Problème à résoudre: Selon l'extrait consacré au conflit à Gaza, pourquoi M. Jean François-Poncet estime-t-il que l'affrontement à Gaza constituait surtout une « expérimentation » ? Répondez en une à trois phrases.

Extrait du texte:
______________________________

Elle a également mentionné les sondages d'opinion israéliens, qui font état de l'avance de la droite, même si le scrutin proportionnel intégral est un facteur d'incertitude.
Enfin, citant les propos de certains représentants de « think tanks » israéliens, d'après lesquels l'intervention militaire israélienne n'avait été qu'une « expérimentation », elle a indiqué que la France, lorsqu'elle a été confrontée au terrorisme, notamment lors de la destruction de l'immeuble Drakkar à Beyrouth, n'avait pas rasé des villages chiites de la Bekaa et que, face au terrorisme irlandais, le Royaume-Uni n'avait jamais bombardé Dublin ou Belfast. Elle a estimé qu'infliger une punition collective au peuple palestinien était inacceptable.
M. Jean François-Poncet a fait remarquer que si l'affrontement à Gaza était une « expérimentation », c'était surtout parce qu'il tirait les conséquences et les leçons de la guerre asymétrique à laquelle Israël avait été confronté, en 2006, au Liban.

______________________________

Données présentées:
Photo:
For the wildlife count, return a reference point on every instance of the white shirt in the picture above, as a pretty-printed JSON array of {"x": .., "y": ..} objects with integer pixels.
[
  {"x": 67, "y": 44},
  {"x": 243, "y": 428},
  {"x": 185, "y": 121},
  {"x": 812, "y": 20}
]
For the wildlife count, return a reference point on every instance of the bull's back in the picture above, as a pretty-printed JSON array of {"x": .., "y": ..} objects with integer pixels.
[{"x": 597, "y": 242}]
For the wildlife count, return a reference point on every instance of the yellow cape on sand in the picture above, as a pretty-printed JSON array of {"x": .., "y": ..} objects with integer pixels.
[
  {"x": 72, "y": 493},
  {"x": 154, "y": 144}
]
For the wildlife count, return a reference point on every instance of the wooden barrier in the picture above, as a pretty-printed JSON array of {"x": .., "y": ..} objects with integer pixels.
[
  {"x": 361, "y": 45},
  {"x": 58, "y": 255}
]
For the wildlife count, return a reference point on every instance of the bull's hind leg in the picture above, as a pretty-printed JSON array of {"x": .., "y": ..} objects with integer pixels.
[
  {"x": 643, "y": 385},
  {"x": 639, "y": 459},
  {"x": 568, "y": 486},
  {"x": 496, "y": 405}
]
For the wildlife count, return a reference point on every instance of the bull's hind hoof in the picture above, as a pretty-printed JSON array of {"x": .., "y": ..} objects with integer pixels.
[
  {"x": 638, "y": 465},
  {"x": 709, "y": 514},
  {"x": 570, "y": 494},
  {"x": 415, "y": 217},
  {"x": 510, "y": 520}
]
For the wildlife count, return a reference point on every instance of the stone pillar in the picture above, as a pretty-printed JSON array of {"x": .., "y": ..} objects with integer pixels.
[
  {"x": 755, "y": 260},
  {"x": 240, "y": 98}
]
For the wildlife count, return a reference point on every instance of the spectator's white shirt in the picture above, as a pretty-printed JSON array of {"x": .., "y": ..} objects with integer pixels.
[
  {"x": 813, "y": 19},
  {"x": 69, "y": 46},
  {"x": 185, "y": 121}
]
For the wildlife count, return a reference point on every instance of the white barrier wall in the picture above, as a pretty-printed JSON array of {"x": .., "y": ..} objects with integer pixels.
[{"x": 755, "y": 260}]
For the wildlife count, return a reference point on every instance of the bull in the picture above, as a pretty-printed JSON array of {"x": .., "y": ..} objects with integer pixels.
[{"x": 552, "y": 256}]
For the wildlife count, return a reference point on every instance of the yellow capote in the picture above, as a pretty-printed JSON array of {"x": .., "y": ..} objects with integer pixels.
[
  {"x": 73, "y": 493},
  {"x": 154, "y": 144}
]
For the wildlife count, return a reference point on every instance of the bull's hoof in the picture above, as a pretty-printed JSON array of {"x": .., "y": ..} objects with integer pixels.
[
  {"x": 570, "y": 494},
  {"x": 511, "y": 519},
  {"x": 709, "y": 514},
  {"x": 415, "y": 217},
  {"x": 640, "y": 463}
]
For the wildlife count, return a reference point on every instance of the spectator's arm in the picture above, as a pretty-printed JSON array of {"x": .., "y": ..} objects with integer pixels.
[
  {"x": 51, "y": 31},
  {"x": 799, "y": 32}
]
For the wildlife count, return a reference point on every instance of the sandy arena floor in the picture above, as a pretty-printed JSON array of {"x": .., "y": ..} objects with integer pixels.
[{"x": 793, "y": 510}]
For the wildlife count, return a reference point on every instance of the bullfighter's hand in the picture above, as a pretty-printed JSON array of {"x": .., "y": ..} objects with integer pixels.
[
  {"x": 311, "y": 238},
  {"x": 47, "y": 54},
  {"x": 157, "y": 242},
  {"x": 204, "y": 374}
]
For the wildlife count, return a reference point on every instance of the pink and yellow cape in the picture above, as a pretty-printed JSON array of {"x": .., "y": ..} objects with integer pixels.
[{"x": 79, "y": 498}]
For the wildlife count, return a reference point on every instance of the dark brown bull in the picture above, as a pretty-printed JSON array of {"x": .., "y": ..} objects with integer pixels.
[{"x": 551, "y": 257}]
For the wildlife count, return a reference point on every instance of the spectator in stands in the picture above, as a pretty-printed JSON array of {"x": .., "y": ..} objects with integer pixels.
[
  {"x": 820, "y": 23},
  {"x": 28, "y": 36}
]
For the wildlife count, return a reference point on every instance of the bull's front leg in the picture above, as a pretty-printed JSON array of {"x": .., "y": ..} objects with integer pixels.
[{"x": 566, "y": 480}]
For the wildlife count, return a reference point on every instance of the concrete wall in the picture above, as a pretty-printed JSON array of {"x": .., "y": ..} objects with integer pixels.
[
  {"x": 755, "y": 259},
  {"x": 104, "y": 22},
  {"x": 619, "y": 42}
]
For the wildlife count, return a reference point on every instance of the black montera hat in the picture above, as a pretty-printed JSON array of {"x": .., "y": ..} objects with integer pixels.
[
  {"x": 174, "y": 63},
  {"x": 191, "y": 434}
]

______________________________

Résultat final: M. Jean François-Poncet estime que l'affrontement à Gaza était surtout une « expérimentation » parce qu'il tirait les conséquences et les leçons de la guerre asymétrique à laquelle Israël avait été confronté au Liban en 2006.